START

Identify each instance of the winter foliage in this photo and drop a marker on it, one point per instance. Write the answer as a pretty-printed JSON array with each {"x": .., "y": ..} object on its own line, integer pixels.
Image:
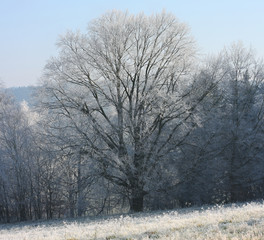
[{"x": 129, "y": 119}]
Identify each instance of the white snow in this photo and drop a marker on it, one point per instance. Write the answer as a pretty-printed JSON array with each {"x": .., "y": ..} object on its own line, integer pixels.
[{"x": 218, "y": 222}]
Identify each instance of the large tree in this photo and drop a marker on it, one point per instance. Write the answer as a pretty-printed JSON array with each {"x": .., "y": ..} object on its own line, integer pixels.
[{"x": 121, "y": 93}]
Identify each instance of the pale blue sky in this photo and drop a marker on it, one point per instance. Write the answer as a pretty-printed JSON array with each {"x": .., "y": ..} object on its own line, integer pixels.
[{"x": 29, "y": 29}]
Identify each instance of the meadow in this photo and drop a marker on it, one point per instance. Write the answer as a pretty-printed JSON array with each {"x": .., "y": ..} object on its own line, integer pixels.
[{"x": 240, "y": 221}]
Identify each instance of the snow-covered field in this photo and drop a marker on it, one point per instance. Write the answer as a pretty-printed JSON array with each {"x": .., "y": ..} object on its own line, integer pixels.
[{"x": 219, "y": 222}]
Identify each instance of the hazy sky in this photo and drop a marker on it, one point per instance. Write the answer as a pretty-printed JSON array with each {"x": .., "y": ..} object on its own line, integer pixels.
[{"x": 29, "y": 29}]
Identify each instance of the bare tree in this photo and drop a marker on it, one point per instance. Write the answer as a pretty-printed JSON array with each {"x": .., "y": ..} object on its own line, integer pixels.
[{"x": 123, "y": 88}]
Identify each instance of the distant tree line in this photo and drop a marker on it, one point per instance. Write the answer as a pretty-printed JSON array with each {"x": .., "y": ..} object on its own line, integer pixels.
[{"x": 128, "y": 118}]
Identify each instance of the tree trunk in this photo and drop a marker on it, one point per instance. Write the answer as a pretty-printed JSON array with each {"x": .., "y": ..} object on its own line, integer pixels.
[{"x": 137, "y": 200}]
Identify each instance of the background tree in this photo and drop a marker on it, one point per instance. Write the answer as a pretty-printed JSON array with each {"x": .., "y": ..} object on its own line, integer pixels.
[{"x": 127, "y": 79}]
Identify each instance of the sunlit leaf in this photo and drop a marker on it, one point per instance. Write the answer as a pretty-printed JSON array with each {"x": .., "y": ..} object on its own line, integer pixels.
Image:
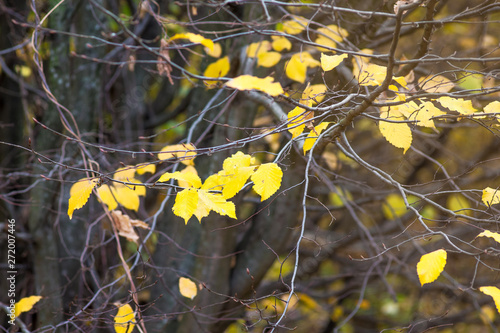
[
  {"x": 187, "y": 288},
  {"x": 255, "y": 49},
  {"x": 268, "y": 59},
  {"x": 248, "y": 82},
  {"x": 430, "y": 266},
  {"x": 184, "y": 152},
  {"x": 487, "y": 233},
  {"x": 195, "y": 38},
  {"x": 491, "y": 196},
  {"x": 185, "y": 203},
  {"x": 25, "y": 304},
  {"x": 281, "y": 43},
  {"x": 313, "y": 136},
  {"x": 435, "y": 84},
  {"x": 457, "y": 104},
  {"x": 216, "y": 69},
  {"x": 125, "y": 319},
  {"x": 330, "y": 62},
  {"x": 267, "y": 180},
  {"x": 79, "y": 194},
  {"x": 296, "y": 68},
  {"x": 398, "y": 134},
  {"x": 493, "y": 292}
]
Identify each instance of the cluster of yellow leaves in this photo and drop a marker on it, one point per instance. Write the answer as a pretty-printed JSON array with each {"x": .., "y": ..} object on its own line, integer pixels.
[
  {"x": 124, "y": 319},
  {"x": 199, "y": 198},
  {"x": 187, "y": 288}
]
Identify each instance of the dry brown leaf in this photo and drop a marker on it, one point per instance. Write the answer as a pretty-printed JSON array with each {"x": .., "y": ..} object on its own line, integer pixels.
[{"x": 125, "y": 225}]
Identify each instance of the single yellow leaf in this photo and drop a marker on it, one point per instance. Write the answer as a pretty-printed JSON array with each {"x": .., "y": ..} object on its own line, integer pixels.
[
  {"x": 215, "y": 52},
  {"x": 313, "y": 94},
  {"x": 398, "y": 134},
  {"x": 487, "y": 233},
  {"x": 194, "y": 38},
  {"x": 79, "y": 194},
  {"x": 493, "y": 292},
  {"x": 435, "y": 84},
  {"x": 125, "y": 319},
  {"x": 189, "y": 177},
  {"x": 25, "y": 304},
  {"x": 216, "y": 69},
  {"x": 105, "y": 195},
  {"x": 248, "y": 82},
  {"x": 296, "y": 68},
  {"x": 142, "y": 169},
  {"x": 267, "y": 180},
  {"x": 295, "y": 26},
  {"x": 187, "y": 288},
  {"x": 313, "y": 136},
  {"x": 492, "y": 107},
  {"x": 457, "y": 104},
  {"x": 491, "y": 196},
  {"x": 268, "y": 59},
  {"x": 330, "y": 62},
  {"x": 185, "y": 203},
  {"x": 256, "y": 49},
  {"x": 430, "y": 266},
  {"x": 184, "y": 152},
  {"x": 281, "y": 43}
]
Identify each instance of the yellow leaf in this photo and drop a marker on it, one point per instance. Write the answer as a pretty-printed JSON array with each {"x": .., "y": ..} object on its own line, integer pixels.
[
  {"x": 125, "y": 319},
  {"x": 430, "y": 266},
  {"x": 313, "y": 136},
  {"x": 189, "y": 177},
  {"x": 105, "y": 195},
  {"x": 296, "y": 68},
  {"x": 280, "y": 43},
  {"x": 187, "y": 288},
  {"x": 185, "y": 203},
  {"x": 295, "y": 26},
  {"x": 435, "y": 84},
  {"x": 295, "y": 117},
  {"x": 398, "y": 134},
  {"x": 457, "y": 104},
  {"x": 216, "y": 52},
  {"x": 313, "y": 94},
  {"x": 25, "y": 304},
  {"x": 268, "y": 59},
  {"x": 267, "y": 180},
  {"x": 194, "y": 38},
  {"x": 255, "y": 49},
  {"x": 248, "y": 82},
  {"x": 491, "y": 196},
  {"x": 492, "y": 107},
  {"x": 216, "y": 69},
  {"x": 493, "y": 292},
  {"x": 487, "y": 233},
  {"x": 151, "y": 168},
  {"x": 79, "y": 194},
  {"x": 330, "y": 62},
  {"x": 184, "y": 152}
]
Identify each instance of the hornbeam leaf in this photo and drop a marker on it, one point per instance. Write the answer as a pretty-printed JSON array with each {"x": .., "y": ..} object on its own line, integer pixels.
[
  {"x": 493, "y": 292},
  {"x": 491, "y": 196},
  {"x": 267, "y": 180},
  {"x": 431, "y": 265},
  {"x": 125, "y": 319},
  {"x": 187, "y": 288},
  {"x": 185, "y": 203},
  {"x": 330, "y": 62},
  {"x": 487, "y": 233},
  {"x": 248, "y": 82},
  {"x": 79, "y": 194},
  {"x": 25, "y": 304}
]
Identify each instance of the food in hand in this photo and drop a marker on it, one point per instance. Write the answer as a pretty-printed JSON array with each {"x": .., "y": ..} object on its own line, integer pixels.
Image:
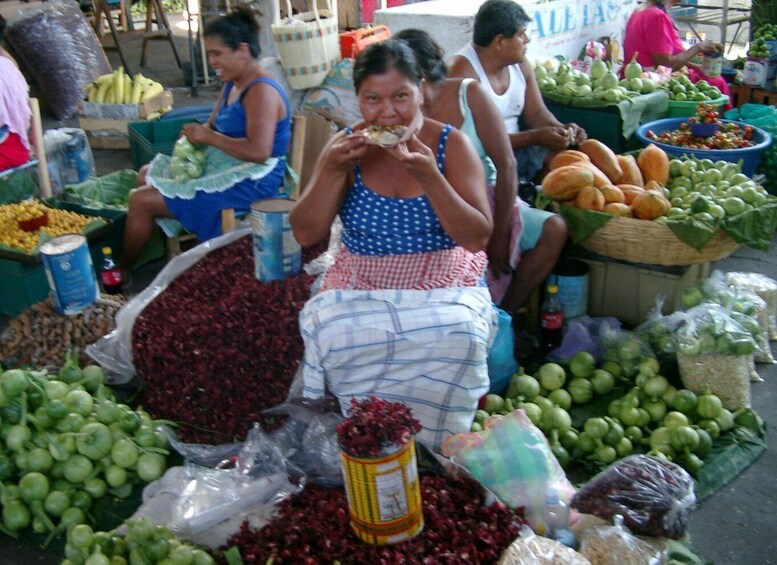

END

# Task instructions:
Report each line of the listing above that contains the word "tree", copying each such line in full. Case counts.

# Exercise solution:
Identify each instance of the large tree in this photo and drop a marker on it, one point per instance. Write the answer as a pretty-printed JSON array with each {"x": .., "y": ..} object on its own line, integer pixels.
Identify each instance of the bare tree in this photo and drop a marker on it, one point per instance. Write the answer as a pretty-printed JSON array with each {"x": .., "y": ..} object on its own line, integer pixels.
Identify each instance of the distant tree line in this photo and drop a marker on it, one point per instance. Write the answer as a pretty-printed JSON array with each {"x": .., "y": ..} object on its own line, integer pixels.
Identify each instance of the tree trunk in this photo and drop a marker on it, one point per instance. Write the answer as a pretty-printed JSON array with each {"x": .., "y": ..} object on its own line, integer pixels.
Identify each instance of the background tree in this photo and drop a marker on it, one point per instance. Write the answer as a pretty-printed JSON array with each {"x": .., "y": ..} object on its own line, integer pixels.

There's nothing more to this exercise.